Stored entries
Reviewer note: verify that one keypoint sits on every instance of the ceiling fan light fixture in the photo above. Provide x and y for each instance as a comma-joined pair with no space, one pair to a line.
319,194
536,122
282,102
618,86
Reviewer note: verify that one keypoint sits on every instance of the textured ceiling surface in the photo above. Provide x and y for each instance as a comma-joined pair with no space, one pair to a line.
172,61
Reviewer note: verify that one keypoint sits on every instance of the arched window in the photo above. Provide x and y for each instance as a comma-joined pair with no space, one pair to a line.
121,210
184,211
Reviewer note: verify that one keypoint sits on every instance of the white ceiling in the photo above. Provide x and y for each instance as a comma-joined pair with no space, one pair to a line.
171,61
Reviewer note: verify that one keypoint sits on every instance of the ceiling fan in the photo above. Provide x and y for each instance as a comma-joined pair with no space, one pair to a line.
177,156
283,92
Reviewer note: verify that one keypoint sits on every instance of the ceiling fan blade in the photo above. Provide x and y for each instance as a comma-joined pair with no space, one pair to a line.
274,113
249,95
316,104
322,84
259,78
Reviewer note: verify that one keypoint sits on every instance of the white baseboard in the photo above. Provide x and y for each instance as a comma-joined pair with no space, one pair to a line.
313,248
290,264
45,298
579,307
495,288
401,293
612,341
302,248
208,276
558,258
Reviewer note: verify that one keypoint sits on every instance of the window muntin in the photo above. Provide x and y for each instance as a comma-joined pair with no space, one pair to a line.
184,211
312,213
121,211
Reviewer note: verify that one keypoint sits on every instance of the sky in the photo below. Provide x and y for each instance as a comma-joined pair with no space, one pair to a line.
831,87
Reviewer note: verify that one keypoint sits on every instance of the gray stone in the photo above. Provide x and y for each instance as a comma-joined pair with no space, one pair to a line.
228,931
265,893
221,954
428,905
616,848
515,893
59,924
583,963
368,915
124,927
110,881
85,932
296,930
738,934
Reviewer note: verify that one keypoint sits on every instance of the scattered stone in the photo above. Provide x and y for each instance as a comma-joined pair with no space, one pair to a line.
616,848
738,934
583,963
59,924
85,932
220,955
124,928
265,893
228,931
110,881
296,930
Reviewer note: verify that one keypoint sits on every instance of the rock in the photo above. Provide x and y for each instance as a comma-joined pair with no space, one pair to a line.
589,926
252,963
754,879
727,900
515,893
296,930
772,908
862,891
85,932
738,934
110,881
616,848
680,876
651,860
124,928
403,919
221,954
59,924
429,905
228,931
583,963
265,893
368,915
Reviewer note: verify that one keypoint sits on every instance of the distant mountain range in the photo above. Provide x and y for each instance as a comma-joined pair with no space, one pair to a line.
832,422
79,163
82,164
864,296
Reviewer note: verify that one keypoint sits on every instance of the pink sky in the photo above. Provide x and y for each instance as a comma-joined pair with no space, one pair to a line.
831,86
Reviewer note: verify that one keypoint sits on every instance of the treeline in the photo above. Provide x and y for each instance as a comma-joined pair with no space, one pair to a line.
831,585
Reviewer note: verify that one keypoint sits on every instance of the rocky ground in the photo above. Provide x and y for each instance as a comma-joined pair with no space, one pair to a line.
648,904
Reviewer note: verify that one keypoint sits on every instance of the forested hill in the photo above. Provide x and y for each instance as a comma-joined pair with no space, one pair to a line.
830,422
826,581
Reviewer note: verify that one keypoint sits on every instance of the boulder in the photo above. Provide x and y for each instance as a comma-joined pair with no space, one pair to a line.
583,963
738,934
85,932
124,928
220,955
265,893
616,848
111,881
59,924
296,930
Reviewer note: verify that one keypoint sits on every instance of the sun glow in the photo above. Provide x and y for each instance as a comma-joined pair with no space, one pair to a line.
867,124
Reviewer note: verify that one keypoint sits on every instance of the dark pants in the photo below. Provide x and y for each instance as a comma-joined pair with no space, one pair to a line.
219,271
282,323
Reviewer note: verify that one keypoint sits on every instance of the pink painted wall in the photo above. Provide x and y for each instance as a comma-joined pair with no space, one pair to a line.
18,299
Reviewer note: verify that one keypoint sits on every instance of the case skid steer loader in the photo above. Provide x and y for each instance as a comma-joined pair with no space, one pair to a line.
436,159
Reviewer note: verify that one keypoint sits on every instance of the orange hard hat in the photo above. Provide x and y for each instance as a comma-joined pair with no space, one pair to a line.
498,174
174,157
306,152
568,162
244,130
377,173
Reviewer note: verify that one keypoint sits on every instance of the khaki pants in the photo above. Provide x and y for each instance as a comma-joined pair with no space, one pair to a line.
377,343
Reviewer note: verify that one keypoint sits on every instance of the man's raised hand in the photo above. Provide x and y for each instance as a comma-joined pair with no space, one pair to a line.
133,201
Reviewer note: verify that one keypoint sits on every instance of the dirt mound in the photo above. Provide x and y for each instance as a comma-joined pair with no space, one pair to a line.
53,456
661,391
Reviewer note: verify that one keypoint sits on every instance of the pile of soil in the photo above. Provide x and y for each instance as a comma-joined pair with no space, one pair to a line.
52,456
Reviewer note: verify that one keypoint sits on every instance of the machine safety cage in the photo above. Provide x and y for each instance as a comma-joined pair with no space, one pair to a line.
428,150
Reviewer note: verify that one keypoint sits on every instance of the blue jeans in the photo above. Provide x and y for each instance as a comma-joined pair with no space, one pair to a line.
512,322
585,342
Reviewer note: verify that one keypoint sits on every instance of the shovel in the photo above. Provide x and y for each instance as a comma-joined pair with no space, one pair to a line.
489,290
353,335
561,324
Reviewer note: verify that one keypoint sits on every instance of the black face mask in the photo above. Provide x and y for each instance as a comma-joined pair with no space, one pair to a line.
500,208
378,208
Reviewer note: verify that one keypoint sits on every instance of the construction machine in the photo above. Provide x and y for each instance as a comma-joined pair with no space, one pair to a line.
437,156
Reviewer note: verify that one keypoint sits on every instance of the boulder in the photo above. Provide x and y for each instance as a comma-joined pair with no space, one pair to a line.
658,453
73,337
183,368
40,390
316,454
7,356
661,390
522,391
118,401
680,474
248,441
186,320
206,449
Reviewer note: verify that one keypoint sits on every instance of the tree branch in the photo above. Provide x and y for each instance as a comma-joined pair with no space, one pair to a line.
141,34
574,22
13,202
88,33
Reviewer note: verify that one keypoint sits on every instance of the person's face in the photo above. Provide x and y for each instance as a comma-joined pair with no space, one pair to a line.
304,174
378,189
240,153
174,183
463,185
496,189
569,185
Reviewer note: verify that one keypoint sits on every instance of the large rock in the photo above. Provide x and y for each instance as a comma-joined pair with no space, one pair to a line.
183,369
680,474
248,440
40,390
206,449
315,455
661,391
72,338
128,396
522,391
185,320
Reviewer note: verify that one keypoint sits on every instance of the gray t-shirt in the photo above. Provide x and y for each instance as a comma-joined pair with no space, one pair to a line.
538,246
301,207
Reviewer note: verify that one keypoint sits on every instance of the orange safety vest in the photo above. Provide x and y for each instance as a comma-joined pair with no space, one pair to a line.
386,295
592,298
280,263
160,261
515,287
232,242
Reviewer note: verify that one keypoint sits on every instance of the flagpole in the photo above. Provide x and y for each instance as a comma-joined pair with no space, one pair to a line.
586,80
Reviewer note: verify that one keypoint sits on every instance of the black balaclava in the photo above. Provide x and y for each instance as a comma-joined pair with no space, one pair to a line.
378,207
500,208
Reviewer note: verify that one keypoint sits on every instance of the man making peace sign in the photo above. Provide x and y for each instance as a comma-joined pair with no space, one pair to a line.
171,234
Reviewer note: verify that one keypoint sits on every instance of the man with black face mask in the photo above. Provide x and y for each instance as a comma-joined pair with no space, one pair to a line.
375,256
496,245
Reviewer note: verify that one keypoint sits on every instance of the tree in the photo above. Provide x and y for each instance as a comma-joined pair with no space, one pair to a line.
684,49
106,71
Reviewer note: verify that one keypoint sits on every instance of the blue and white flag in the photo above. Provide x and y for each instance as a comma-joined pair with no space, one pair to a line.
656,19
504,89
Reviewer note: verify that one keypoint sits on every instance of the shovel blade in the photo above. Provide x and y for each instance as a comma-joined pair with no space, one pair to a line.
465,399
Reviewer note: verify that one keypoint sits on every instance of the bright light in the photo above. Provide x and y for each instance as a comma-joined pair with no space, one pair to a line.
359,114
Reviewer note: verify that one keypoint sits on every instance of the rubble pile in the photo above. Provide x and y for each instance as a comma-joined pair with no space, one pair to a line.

- Brief
Print exactly the lines above, starting at the line that contains "the orange safety" and ending with the last line of the records, both included.

- Solution to this exercise
Reviewer note: verify that one keypoint sits on every instance of the orange safety vest in the photo above. Provide x and y for each instance as a comma-joined pair with no space, one pair to a line.
386,295
592,298
280,263
160,261
515,287
232,242
Reviewer note: verify that one keypoint sits on every instance of the flagpole in the photo above. Provide x and y for each instance as a comma-joined pair with no space, one pair to a line.
586,80
Reviewer note: verify that one keypoint sits on every instance of the black balaclava in the photo above. Provide x and y for each instance as a comma-joined pair with no space, one pair to a line.
378,207
500,208
Reviewer note: verify that one keypoint sits on every instance of the man making peace sign in the photo above. Provide x and y for each instance as a comma-joined pair with no space, one pair to a line.
171,234
Reviewer note: verify that one keypoint sits on every instance of the man with black face mask in the photo above. Provide x and y for each instance as a comma-joined pair with no space, one pair to a line.
375,256
496,245
Reviewer note: verify that one keypoint sits on every instance of the tree in the photo above. Provide x and y for each instance as a comma-joined pair with no space, one pair to a line.
684,49
106,71
Reviewer note: verify that one keypoint sits on every instance of the blue and white flag in the photo above. Provide x and y for each instance as a comma-joined pair with no space, one pair to a line.
656,19
504,89
Reviewer note: verify that one keypoint sits on every instance of the shovel blade in the photo above. Provide x and y for each instance as a comma-joined pair with no space, one pair to a line.
465,399
Reviewer note: verify that one keypoint sits on every instance of the bright light in the photo above. Provide x and y for each instance as a comma-joined pair with no space, one pair to a line.
359,114
Reviewer note: verify that one keypoint sits on every instance of the rubble pile in the photo above. Provide x and y for each instance as a comma-joined pair with no space, one pair to a line.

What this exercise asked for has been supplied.